What the task requires: Retype all of the following records line for line, changing nothing.

Extracted records start

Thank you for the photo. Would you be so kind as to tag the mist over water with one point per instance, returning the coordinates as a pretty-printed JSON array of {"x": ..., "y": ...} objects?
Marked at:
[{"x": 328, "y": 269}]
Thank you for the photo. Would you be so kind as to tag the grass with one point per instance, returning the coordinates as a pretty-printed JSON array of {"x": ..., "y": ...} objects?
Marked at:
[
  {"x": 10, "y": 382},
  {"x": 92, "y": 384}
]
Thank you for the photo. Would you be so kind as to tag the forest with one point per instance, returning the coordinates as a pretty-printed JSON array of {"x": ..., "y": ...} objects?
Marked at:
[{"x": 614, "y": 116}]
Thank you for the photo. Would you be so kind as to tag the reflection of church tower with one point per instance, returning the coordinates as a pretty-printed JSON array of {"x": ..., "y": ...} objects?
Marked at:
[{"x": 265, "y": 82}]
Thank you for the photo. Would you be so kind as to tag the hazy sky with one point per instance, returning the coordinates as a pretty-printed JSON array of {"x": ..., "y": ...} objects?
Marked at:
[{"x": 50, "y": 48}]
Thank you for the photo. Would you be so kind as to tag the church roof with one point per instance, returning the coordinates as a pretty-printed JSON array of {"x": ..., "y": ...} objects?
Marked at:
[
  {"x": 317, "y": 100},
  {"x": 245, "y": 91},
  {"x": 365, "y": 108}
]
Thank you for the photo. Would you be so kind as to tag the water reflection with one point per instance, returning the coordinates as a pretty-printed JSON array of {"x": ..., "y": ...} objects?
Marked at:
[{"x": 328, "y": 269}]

Extracted records end

Task response:
Thank you for the photo. Would you be so kind as to tag the mist over water with one point per instance, returning the coordinates as a pretty-printed JSON array of {"x": ..., "y": ...} objects?
Marked at:
[{"x": 328, "y": 269}]
Thank you for the photo. Would you be so kind as to tag the grass with one point per instance, returning the coordinates as a pretty-printed JSON array of {"x": ..., "y": ...} objects?
Marked at:
[
  {"x": 10, "y": 382},
  {"x": 92, "y": 384}
]
Thank you for the photo. Would you be so kind as to tag the forest with one point per instance, returning the coordinates as a pretty-printed JSON array of {"x": ..., "y": ...} objects?
Marked at:
[{"x": 614, "y": 116}]
Thank you for the photo. Would you be so kind as to tag the reflection of church tower with one point per instance, returning the coordinates as a pretty-printed JSON array of {"x": ..., "y": ...} objects?
Marked at:
[{"x": 265, "y": 82}]
Thank you for the photo. Would you be so kind as to tag the hazy sky with one point per instance, returning the coordinates as a pretty-printed JSON array of {"x": ..., "y": ...} objects?
Marked at:
[{"x": 50, "y": 48}]
Thank you for the photo. Would you be so kind as to tag the church roof with one point per instance, returning the coordinates as a pretty-printed JSON array of {"x": ..., "y": ...} objects?
Marked at:
[
  {"x": 317, "y": 100},
  {"x": 245, "y": 91},
  {"x": 365, "y": 108}
]
Thank you for the photo. Would you be so kind as to tag the water reflection with one point per instance, returning the coordinates as a pretty-printed JSON array of {"x": ..., "y": ...} objects?
Marked at:
[{"x": 328, "y": 269}]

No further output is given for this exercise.